Provided records:
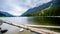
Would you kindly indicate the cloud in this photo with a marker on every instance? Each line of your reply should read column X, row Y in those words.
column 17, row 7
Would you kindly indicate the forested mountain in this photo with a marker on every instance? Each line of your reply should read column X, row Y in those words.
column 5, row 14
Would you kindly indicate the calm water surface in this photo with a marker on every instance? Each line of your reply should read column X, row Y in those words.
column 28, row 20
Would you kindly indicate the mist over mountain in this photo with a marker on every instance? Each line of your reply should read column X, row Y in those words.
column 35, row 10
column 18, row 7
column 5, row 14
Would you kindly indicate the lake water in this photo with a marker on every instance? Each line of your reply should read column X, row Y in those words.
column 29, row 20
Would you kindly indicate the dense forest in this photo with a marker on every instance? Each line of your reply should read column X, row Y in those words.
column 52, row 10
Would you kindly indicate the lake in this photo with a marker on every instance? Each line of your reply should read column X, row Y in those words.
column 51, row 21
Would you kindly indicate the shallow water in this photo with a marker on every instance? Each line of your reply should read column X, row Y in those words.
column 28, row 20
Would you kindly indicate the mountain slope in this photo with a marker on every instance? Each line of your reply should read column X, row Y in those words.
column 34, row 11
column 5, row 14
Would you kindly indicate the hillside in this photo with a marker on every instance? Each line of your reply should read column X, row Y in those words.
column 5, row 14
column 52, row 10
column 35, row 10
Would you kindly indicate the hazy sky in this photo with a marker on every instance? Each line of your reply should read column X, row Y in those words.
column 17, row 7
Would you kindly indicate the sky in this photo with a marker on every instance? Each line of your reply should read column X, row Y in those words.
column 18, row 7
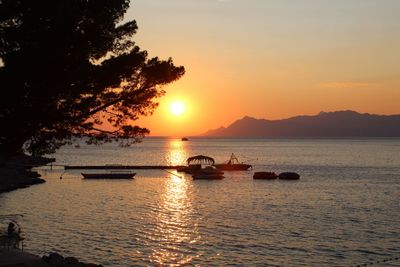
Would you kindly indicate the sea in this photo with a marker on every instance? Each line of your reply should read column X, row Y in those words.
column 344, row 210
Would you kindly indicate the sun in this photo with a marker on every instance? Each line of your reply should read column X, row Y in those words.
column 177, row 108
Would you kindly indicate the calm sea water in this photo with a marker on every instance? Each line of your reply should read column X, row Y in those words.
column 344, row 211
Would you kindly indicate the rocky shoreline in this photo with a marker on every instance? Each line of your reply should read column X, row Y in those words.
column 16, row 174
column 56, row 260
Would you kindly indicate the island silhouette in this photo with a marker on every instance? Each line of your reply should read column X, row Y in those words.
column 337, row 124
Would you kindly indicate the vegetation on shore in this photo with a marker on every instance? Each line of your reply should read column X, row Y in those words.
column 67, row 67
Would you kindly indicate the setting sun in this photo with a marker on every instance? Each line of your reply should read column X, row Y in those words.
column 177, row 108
...
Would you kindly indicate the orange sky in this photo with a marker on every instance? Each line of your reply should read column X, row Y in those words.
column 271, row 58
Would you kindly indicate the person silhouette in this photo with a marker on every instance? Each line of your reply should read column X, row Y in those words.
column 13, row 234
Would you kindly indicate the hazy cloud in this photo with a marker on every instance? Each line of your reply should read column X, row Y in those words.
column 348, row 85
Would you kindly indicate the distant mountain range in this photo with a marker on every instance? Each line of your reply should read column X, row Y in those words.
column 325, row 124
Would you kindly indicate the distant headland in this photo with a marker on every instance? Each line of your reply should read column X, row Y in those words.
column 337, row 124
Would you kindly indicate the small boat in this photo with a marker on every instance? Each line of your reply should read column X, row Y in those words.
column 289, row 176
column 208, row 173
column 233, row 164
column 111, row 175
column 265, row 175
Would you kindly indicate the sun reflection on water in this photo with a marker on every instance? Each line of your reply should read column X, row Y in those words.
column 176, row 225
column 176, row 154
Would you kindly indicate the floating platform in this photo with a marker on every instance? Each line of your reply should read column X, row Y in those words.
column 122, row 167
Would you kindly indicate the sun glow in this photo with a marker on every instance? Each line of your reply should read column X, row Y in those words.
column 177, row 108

Exercise:
Print verbatim the lines of material from the one containing "Would you kindly indicate the hazy cloud" through the one containing "column 348, row 85", inclusive.

Exercise response:
Would you kindly indicate the hazy cloud in this photo with a marker on every instance? Each line of your reply should read column X, row Y in those words.
column 348, row 85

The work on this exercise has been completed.